The planets will align this spring for Fusebox Festival’s 20th anniversary. Yes, technically, our moon will align to block the sun over Austin on April 8 for a total eclipse. Still, Texas’s preeminent multidisciplinary performing arts festival couldn’t have asked for a more wondrous cosmic performance as opening act for a 20 year celebration.
In fact, the last time Austin lay in the path of totality was in 1397, before there was an Austin or a Texas, so Berry says they knew they wanted to add eclipse programming to this special Fusebox anniversary. They decided to open the Festival a few days early and partner with several local organizations to help produce two outdoor events.
The festival opens Sunday, April 7, at Waterloo Park with The Universe in Verse, created and hosted by Maria Popova. Billed as a celebration of science and wonder of reality, the event will feature stories of science and poetry readings from poets, cosmologists and musicians such as Joan as Police Woman and David Byrne. The next day, the Long Center will host an eclipse viewing party. NPR’s Radiolab will record a special episode of their show. The party will include music by Austin composer Graham Reynolds, who will also debut his new album later in the festival, and visual storytelling from writers Roxane Gay and Debbie Millman.

PROVIDED MATERIAL:
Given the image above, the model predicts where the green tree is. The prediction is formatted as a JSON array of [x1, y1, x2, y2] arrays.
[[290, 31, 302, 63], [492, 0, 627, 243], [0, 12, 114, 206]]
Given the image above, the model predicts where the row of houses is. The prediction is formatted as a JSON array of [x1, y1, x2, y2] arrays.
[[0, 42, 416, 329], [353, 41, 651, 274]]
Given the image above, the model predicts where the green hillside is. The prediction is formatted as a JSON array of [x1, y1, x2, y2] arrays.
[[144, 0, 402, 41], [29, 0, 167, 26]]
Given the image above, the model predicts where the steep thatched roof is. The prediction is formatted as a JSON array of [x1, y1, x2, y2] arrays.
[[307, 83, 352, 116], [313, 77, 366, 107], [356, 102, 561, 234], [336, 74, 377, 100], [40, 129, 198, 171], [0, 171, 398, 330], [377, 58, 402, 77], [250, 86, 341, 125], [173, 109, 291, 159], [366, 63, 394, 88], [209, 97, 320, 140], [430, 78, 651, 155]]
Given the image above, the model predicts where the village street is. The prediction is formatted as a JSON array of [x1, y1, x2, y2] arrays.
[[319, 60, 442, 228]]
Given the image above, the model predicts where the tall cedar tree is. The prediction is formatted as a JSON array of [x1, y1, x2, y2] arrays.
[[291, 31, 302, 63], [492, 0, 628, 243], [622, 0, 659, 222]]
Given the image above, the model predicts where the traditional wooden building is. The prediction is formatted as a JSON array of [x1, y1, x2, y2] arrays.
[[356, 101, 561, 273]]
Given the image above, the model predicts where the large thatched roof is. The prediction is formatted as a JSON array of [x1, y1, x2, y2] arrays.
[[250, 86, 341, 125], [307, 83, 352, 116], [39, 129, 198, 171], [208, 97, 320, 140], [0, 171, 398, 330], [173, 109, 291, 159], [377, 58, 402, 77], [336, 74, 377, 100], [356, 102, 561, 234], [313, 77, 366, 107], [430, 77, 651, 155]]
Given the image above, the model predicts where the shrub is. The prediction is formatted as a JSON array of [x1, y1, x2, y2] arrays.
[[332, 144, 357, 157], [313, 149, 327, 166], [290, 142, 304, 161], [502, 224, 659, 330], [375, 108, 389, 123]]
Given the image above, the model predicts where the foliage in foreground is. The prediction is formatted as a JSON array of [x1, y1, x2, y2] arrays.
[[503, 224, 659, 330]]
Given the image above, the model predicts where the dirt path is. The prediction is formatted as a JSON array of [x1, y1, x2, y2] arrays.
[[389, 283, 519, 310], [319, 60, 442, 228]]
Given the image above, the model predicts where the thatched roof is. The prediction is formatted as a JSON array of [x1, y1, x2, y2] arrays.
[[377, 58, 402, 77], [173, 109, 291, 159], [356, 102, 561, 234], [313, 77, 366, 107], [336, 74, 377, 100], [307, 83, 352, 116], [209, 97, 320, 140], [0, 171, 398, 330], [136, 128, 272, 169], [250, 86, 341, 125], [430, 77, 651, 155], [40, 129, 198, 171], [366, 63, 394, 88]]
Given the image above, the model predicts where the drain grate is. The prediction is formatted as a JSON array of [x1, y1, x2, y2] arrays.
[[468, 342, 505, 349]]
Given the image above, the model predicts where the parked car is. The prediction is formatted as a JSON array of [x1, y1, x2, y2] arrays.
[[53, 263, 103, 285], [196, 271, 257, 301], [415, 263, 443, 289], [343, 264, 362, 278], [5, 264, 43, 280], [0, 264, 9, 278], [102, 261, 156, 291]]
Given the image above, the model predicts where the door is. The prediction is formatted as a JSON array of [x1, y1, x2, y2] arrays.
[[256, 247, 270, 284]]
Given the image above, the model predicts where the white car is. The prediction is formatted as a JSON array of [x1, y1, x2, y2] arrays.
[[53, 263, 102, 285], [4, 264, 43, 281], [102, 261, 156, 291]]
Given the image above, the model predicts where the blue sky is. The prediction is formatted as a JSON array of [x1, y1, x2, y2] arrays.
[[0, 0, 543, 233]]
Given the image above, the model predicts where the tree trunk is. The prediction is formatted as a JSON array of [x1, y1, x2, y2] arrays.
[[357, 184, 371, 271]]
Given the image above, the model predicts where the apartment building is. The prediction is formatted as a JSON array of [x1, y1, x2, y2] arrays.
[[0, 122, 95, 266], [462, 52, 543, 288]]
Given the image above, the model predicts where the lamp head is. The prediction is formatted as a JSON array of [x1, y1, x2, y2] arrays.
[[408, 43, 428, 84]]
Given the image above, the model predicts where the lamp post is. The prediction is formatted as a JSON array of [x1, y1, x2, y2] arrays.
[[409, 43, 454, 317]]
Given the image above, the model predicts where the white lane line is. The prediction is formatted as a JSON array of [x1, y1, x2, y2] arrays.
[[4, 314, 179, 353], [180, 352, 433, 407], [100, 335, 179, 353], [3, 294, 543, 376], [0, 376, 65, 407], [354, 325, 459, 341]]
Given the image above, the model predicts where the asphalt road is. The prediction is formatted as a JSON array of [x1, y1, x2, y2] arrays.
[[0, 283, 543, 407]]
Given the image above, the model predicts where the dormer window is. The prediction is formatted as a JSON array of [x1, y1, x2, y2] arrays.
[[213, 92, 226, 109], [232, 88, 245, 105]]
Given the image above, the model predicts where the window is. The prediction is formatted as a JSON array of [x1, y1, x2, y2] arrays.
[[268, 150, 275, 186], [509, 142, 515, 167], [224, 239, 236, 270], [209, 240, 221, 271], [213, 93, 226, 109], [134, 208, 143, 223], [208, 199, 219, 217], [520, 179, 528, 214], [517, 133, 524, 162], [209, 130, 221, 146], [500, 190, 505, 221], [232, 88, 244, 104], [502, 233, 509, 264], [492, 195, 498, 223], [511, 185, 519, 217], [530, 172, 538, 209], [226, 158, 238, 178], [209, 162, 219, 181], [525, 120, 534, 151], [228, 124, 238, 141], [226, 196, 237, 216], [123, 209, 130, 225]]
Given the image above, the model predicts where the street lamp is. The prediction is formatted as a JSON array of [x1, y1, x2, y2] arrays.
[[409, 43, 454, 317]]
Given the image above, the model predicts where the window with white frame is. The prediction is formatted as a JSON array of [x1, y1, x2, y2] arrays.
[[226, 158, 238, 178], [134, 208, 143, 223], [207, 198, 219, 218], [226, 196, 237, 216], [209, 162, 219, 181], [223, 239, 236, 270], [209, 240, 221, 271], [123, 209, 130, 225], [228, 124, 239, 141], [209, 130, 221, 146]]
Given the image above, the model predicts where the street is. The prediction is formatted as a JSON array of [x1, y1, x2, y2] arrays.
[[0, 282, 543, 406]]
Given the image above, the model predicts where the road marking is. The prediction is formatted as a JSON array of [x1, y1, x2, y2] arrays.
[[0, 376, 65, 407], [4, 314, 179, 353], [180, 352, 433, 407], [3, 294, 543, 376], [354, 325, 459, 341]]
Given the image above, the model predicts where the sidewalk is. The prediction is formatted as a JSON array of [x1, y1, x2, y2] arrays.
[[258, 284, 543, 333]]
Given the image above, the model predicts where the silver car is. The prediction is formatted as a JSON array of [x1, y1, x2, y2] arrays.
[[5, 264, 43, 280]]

GOALS:
**A)** According to the Fusebox Festival passage, why did the organizers want to add eclipse programming to the 20th anniversary? Answer in one to three sentences.
**B)** Duplicate the stretch of the Fusebox Festival passage from "The festival opens" through "and Debbie Millman.".
**C)** In the Fusebox Festival passage, what venue will host the eclipse viewing party?

PER-TASK ANSWERS:
**A)** The last time Austin lay in the path of totality was in 1397, before there was an Austin or a Texas. So the organizers knew they wanted eclipse programming for this special anniversary, and they opened the Festival a few days early to include it.

**B)**
The festival opens Sunday, April 7, at Waterloo Park with The Universe in Verse, created and hosted by Maria Popova. Billed as a celebration of science and wonder of reality, the event will feature stories of science and poetry readings from poets, cosmologists and musicians such as Joan as Police Woman and David Byrne. The next day, the Long Center will host an eclipse viewing party. NPR’s Radiolab will record a special episode of their show. The party will include music by Austin composer Graham Reynolds, who will also debut his new album later in the festival, and visual storytelling from writers Roxane Gay and Debbie Millman.

**C)** The Long Center.